## Coordinate labeling data
_ _ _ _
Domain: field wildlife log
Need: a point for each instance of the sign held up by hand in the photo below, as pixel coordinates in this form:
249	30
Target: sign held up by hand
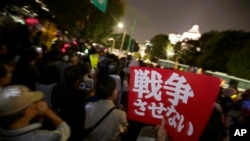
184	99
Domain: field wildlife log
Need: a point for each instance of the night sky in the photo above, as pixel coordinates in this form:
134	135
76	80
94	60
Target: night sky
177	16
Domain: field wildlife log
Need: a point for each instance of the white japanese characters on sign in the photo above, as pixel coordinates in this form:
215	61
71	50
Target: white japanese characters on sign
177	89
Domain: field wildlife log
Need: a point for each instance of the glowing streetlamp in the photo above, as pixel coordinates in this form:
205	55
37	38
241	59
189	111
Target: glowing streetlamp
121	26
113	43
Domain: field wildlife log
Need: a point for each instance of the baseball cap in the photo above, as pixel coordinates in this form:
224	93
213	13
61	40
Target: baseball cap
16	98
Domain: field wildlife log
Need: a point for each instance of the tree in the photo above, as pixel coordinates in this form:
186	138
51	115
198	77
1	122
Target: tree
220	48
158	50
83	19
118	40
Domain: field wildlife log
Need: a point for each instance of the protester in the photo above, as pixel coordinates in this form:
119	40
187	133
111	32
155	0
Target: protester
18	108
68	100
115	123
212	132
5	75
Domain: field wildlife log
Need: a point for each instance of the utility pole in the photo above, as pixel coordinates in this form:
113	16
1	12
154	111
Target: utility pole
131	33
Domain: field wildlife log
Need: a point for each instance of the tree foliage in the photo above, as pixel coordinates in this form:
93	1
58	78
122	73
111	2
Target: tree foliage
225	51
159	43
118	41
81	18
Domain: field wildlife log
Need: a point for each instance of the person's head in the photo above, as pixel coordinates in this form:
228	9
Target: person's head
72	75
246	95
214	128
30	55
17	102
5	75
228	92
85	68
113	68
49	75
106	88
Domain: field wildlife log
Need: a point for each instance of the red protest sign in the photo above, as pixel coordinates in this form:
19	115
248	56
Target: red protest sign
184	99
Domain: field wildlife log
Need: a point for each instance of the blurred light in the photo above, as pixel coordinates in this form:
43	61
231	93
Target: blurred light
38	1
44	8
63	50
74	42
65	45
111	39
120	25
86	51
31	21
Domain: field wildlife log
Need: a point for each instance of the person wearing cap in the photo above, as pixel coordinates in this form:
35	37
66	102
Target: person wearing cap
19	107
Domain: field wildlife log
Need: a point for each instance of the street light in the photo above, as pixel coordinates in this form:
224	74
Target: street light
121	25
113	43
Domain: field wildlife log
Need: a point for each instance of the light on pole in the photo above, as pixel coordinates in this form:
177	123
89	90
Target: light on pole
113	43
121	26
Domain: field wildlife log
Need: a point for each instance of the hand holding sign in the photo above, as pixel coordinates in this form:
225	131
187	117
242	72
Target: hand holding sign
184	99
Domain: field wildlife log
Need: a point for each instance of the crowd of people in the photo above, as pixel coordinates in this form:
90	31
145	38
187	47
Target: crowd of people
53	95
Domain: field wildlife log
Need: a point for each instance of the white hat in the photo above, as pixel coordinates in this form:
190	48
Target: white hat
16	98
_ _ _ _
## DIRECTION
Locate each line in the data above that contains the string "blurred" and copy those lines out. Case matters.

## SOLUTION TO THIS EXERCISE
Need: a point for each instance of the blurred light in the photo above, as pixel coordinates in this form:
Target: blurred light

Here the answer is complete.